Text:

━━━━━━━━━━

Some ways to raise employer brand awareness are:
To analyze the success of your employer branding efforts, you need to track and measure. Here are the most important ways of doing that.
As mentioned before, employee satisfaction is a crucial factor in presenting a strong employer brand. If your employees don't agree with the image you're putting out there, and new hires leave after a few months because their experience is so different from what was sold to them, you have an issue.
You can monitor internal brand contentment by interviewing your people and staying aware of what's being said on the workfloor. Properly tracking employee satisfaction requires emotionally intelligent leaders who can spot when something is up and make staff feel safe enough to come to them with problems.
When it comes to hard metrics, you want to monitor your retention rates. Are they improving or getting worse? That, too, can be a sign of how your employer brand is doing.
Ideally, your marketing department is already tracking brand mentions across social media channels, online platforms, and websites to gauge and influence brand sentiment. Ask them to do the same for your employer brand.
How do former employees speak about you? Do employees feel so strongly about you that they want to leave a Glassdoor review or participate in forum threads about your company? And, if so, do they show up as brand advocates or with critique?
All of these things provide insights you can act on.
And if it isn't obvious: reprimanding your staff for talking negatively about you online is unlikely to have a positive outcome. Instead, you might ask why they didn't go to someone in a leadership position and ask them to handle their grievances differently in the future.

━━━━━━━━━━

Work to complete:
Extend the employer branding text above, picking up right after its last sentence.

━━━━━━━━━━

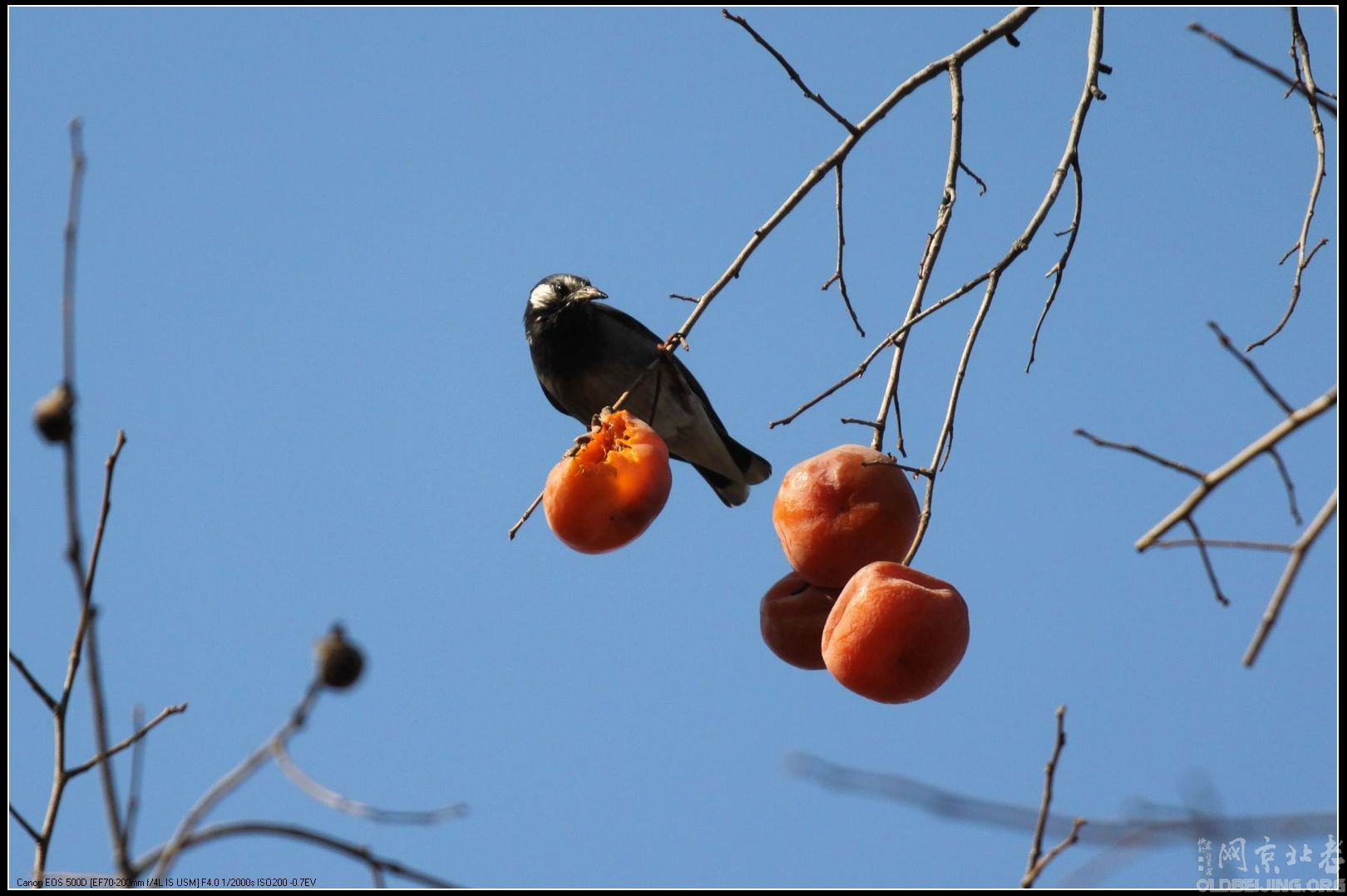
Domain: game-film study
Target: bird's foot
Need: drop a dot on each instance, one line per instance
(674, 341)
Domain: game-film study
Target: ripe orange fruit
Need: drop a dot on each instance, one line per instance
(612, 490)
(843, 510)
(895, 633)
(792, 615)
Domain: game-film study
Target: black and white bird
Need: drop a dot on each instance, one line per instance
(586, 355)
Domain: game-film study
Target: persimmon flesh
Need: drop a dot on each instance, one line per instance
(895, 633)
(609, 492)
(792, 616)
(842, 510)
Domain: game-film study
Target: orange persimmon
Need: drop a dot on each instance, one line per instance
(612, 488)
(895, 633)
(842, 510)
(792, 615)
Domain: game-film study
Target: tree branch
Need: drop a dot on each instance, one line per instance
(790, 71)
(1212, 480)
(1288, 577)
(112, 751)
(294, 832)
(1292, 84)
(1301, 56)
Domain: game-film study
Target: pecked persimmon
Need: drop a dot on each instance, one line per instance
(895, 633)
(609, 490)
(792, 615)
(842, 510)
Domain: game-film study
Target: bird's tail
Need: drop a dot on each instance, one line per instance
(734, 492)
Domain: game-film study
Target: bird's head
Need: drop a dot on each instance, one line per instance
(558, 290)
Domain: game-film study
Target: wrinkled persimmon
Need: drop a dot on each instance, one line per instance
(895, 633)
(609, 490)
(842, 510)
(792, 616)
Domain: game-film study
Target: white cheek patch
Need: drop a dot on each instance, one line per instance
(542, 295)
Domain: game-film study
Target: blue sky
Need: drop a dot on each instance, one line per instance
(308, 243)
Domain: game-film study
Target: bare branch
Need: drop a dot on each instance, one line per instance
(1141, 451)
(1301, 56)
(1073, 837)
(527, 514)
(112, 751)
(1288, 577)
(1206, 562)
(838, 277)
(333, 800)
(1294, 84)
(946, 803)
(74, 551)
(24, 825)
(1034, 868)
(32, 682)
(1225, 542)
(234, 778)
(1285, 480)
(138, 761)
(925, 268)
(294, 832)
(932, 71)
(945, 440)
(791, 71)
(100, 716)
(982, 185)
(1253, 368)
(1059, 270)
(1212, 480)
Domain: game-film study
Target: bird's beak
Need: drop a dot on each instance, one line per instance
(588, 293)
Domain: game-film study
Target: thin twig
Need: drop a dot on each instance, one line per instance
(24, 825)
(74, 551)
(341, 803)
(96, 692)
(945, 214)
(1073, 837)
(1262, 66)
(1212, 480)
(1059, 270)
(1226, 542)
(32, 682)
(1206, 562)
(234, 778)
(527, 514)
(945, 440)
(1253, 368)
(1301, 56)
(982, 185)
(269, 829)
(1285, 481)
(1288, 577)
(838, 277)
(953, 805)
(141, 732)
(930, 71)
(791, 71)
(1090, 93)
(1048, 772)
(1141, 451)
(138, 761)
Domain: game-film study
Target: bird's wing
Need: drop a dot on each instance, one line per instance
(680, 408)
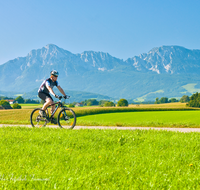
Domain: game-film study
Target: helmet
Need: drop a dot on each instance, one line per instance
(54, 73)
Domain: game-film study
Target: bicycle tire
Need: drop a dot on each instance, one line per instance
(66, 118)
(36, 120)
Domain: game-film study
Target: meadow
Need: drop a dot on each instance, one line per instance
(46, 158)
(154, 115)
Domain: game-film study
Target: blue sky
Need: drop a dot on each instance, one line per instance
(122, 28)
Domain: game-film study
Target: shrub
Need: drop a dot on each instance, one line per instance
(194, 100)
(184, 99)
(109, 104)
(122, 102)
(5, 104)
(16, 106)
(71, 105)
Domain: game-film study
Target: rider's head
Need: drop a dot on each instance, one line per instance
(54, 75)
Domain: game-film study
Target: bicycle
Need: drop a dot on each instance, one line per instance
(66, 118)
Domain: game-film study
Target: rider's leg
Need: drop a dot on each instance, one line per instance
(48, 102)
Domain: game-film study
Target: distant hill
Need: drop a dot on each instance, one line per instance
(75, 96)
(168, 71)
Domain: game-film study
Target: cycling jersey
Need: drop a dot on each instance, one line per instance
(48, 82)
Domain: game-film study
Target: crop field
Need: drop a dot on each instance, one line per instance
(173, 115)
(145, 119)
(46, 158)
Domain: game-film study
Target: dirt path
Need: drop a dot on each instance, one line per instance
(185, 130)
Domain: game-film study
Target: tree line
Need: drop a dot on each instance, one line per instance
(184, 99)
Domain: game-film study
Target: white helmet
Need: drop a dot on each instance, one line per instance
(54, 73)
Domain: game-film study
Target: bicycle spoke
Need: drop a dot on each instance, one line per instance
(37, 120)
(66, 119)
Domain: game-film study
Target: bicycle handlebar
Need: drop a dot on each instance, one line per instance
(65, 97)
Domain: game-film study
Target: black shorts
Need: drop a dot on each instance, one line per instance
(44, 96)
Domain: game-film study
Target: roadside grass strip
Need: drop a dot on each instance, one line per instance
(118, 117)
(45, 158)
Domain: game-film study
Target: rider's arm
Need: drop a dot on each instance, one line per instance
(61, 90)
(50, 90)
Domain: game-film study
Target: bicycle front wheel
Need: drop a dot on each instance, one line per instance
(36, 119)
(67, 118)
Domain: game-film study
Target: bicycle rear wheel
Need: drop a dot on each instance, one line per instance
(66, 118)
(37, 120)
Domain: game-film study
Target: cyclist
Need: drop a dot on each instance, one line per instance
(46, 88)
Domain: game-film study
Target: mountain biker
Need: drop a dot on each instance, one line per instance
(46, 88)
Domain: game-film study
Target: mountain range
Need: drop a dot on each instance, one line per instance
(167, 71)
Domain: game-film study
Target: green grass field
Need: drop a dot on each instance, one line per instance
(44, 158)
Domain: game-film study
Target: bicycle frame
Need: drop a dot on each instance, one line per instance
(59, 104)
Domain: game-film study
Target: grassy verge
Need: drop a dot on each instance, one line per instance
(145, 119)
(98, 159)
(161, 117)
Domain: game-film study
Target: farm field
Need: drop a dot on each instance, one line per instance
(144, 119)
(156, 115)
(44, 158)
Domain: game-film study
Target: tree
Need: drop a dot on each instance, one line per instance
(184, 99)
(19, 99)
(122, 102)
(5, 104)
(164, 100)
(194, 100)
(109, 104)
(157, 101)
(16, 106)
(173, 100)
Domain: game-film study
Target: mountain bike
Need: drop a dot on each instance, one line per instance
(66, 118)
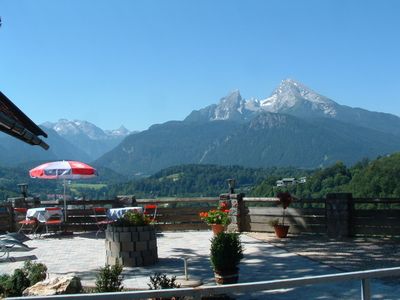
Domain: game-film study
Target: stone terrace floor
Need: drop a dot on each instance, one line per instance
(266, 258)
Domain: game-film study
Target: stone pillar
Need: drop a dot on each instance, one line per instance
(236, 209)
(338, 208)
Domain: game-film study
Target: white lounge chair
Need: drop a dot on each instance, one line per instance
(10, 242)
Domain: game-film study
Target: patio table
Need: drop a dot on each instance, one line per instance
(116, 213)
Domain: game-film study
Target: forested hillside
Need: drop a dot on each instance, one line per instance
(199, 180)
(377, 178)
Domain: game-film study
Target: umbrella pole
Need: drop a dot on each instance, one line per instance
(65, 204)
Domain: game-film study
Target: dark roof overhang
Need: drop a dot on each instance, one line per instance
(15, 123)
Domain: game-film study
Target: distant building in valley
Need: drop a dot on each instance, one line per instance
(290, 181)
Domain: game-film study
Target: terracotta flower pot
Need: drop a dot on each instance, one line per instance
(226, 276)
(281, 231)
(217, 228)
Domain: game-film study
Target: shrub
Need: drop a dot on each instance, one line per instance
(226, 251)
(161, 281)
(216, 216)
(17, 283)
(133, 219)
(35, 272)
(4, 279)
(109, 279)
(14, 285)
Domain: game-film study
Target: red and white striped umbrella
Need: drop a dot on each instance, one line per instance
(65, 169)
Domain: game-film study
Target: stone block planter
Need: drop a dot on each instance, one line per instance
(131, 246)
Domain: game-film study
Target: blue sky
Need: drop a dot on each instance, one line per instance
(138, 63)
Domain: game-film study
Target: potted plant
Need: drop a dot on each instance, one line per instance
(225, 254)
(217, 218)
(281, 230)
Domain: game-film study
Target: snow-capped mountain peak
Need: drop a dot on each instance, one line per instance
(291, 93)
(66, 127)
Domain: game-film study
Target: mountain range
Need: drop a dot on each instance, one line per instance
(68, 140)
(294, 126)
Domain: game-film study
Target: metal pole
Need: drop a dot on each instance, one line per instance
(365, 289)
(185, 267)
(65, 204)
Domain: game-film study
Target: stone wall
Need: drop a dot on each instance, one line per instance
(132, 246)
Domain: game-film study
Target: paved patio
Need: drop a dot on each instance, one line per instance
(83, 254)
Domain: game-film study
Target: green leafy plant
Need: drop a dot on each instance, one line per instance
(4, 279)
(273, 222)
(226, 251)
(109, 279)
(284, 200)
(161, 281)
(17, 283)
(30, 274)
(35, 271)
(216, 216)
(131, 218)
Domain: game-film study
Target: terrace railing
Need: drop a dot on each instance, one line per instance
(337, 215)
(243, 288)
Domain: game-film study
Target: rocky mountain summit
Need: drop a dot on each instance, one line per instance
(294, 126)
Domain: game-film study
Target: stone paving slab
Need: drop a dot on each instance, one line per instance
(83, 255)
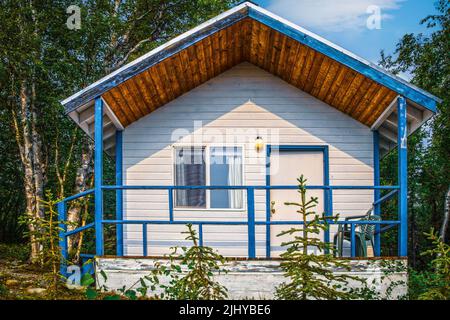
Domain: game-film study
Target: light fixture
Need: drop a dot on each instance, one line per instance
(259, 144)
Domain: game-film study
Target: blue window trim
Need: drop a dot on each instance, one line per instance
(119, 193)
(328, 205)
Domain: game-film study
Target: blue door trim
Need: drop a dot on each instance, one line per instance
(328, 205)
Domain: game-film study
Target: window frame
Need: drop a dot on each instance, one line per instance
(208, 147)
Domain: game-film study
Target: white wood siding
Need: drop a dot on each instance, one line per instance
(235, 108)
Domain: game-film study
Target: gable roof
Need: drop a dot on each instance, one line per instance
(247, 32)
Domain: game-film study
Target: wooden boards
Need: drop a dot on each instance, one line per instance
(249, 40)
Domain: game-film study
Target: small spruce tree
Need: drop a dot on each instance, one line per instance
(191, 273)
(311, 275)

━━━━━━━━━━

Response:
You might be attracting candidates, but are they the right ones? To find out, track the following metrics:
Alongside the quality of each hire: how long they stay with you, and whether they are good performers.
If you get a lot of applicants but still struggle to find a role, or if you don't have trouble finding people but they leave after a few months, there's a good chance your messaging is off.
At each step of the recruitment process, your communication must mirror what candidates will experience when working for you.
Tracking application rates is less useful because more applications might indicate that your job ads lack specificity and fail to clearly communicate your employer brand and employee persona.
It's better to track the source of each hire. Over time, you might find that you have more success sourcing top talent from some places than from others.
Large hospitality organizations may have a dedicated recruitment department that manages the company's employer brand, but in most cases a joint effort is needed, with tasks divided.
Management and HR strive to improve employee satisfaction, while Marketing can take on monitoring and promoting your company's reputation on social media and other non-recruitment-focused channels.
HR would be in charge of job descriptions and the hiring process in collaboration with the departments they're hiring for, and Marketing can help HR maintain the company's Career page.
If you want to stand out from the competition as an employer, presenting a clear and attractive employer brand is crucial. By communicating your values and making it clear what type of staff you're looking for, you can reduce hiring costs, attract top talent, and retain current employees.
But employer branding goes beyond marketing. If what you say you do doesn't align with what you offer, you won't be able to retain talent. Get it right, though, and potential candidates will be drawn to your company's reputation.
The biggest indicator of employer brand success is when you can depend on employee advocacy. When employee engagement and satisfaction are high, you know you're doing something right, and you can enlist your staff to promote your company for you.
It's no surprise, then, that to win in this competitive talent market, it's not just about enticing potential candidates but even more so about cherishing the great staff you already have.